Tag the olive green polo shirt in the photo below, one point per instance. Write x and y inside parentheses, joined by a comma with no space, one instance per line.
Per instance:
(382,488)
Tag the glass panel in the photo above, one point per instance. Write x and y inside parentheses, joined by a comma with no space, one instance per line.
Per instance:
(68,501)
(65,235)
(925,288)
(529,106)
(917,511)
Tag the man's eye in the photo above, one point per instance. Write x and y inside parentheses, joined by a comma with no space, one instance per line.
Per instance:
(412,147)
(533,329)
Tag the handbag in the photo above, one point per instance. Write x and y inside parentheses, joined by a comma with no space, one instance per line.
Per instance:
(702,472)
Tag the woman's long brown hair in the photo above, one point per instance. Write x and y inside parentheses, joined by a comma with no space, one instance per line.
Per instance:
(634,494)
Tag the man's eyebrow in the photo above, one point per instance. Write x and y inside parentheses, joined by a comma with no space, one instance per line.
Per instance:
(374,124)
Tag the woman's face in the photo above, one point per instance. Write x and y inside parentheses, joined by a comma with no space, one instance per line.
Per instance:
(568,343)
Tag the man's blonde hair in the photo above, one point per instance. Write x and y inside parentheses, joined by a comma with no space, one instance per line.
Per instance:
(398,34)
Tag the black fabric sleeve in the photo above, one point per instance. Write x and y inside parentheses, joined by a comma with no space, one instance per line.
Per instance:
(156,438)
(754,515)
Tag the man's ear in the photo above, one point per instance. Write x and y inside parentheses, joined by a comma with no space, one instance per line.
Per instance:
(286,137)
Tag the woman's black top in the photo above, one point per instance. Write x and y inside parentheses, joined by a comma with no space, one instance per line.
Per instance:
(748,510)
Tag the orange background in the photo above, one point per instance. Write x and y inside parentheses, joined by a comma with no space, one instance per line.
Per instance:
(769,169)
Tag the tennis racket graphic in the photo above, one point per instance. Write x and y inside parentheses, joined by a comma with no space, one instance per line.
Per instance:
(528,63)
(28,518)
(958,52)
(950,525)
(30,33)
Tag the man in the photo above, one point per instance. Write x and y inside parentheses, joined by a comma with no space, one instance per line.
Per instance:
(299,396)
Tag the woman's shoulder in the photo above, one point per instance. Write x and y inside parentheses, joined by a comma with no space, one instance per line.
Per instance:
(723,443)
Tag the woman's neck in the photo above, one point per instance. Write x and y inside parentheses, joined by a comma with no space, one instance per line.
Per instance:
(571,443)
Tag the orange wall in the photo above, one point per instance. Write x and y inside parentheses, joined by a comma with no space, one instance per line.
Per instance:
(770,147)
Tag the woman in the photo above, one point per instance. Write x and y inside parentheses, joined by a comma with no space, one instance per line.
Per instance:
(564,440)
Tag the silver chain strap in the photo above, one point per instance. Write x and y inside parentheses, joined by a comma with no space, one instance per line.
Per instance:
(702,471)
──────────
REQUEST: Can you write out all of the rows above word for word, keeping every character and their original order?

REPLY:
Tag the olive green polo shirt in the photo below, one point per instance. Write x and y inside parentheses, joined by a comma with no space, one instance per line.
Per instance:
(382,488)
Tag the glass panel in the photo above, one point per instance. Write x and y inside parentheses, joined by a comma with no space, one instance per line.
Per instance:
(68,501)
(65,235)
(925,288)
(529,106)
(917,511)
Tag the man's eye in the photo above, one point per instance. Write x and y inside parentheses, joined by a comma with no space, one instance per line.
Per instance:
(412,147)
(533,329)
Tag the handbag in the photo above, one point per instance. Write x and y inside parentheses, joined by a comma with no space, one instance per line.
Per instance:
(702,472)
Tag the woman's long brown hair in the photo above, one point per instance. Write x and y inside parentheses, joined by a comma with no space, one instance per line.
Per instance:
(634,494)
Tag the man's eyebrow in the photo above, one point per instance. Write x and y inside parentheses, joined by a comma with no space, one instance per line.
Per instance:
(374,124)
Tag the woman's face in the photo above, one point per instance. Write x and y inside parentheses, joined by a comma with no space, one instance per line.
Per instance:
(568,343)
Tag the man's blonde hair in the photo above, one point per instance. Write x and y inside parentheses, joined by a comma with no space, one instance per line.
Per instance:
(398,34)
Tag the black fabric sleeve in the photo above, one point per instance. Write x and y inside parentheses, joined by a comma with no space, one instance per line.
Per instance:
(156,438)
(754,515)
Tag the man's ear in the photo above, one point per instance. Write x and y inside parentheses, joined by a comma with no space, one instance per line.
Per instance:
(286,137)
Tag the woman's black top in the photo above, one point per instance. Write x and y inside parentheses, joined by a comma with no space, one instance per line.
Per instance:
(748,510)
Tag the orange background in the photo above, one point per instance. Write x and y inside parentheses, joined by a comma with no space, one instance per line.
Per instance:
(769,169)
Tag the tennis racket graphic in the photo above, one point per instance. Write x and y inside parentheses, joined by a comma with no space, one instance per line.
Per instance:
(528,63)
(28,518)
(958,52)
(950,525)
(30,33)
Tag the man in the photo above, one point per instance. Write x and y inside parentheses, joined by a comma with no space, one instance per line.
Per instance:
(299,396)
Tag the woman's shoulder in the photo above, one point per instance. Write x and y inside parentheses, joined by a comma with no space, one instance per line.
Per instance:
(723,443)
Tag the woman's neck in the photo above, one point per instance. Write x and y inside parentheses, joined by a comma with no space, one instance per line.
Per instance:
(571,443)
Tag the orange wall in the photo above, one point per instance. Write x and y inside parentheses, joined by a comma with no space, one instance per line.
Per instance:
(770,147)
Tag the woman in the photo above, one point per instance. Write x and y inside parentheses, joined by a comma with no space, one instance per line.
Per instance:
(564,440)
Tag the silver chain strap in the photo above, one point per instance. Write x and y inside parentheses, joined by a comma with no space, one instance per line.
Per instance:
(702,471)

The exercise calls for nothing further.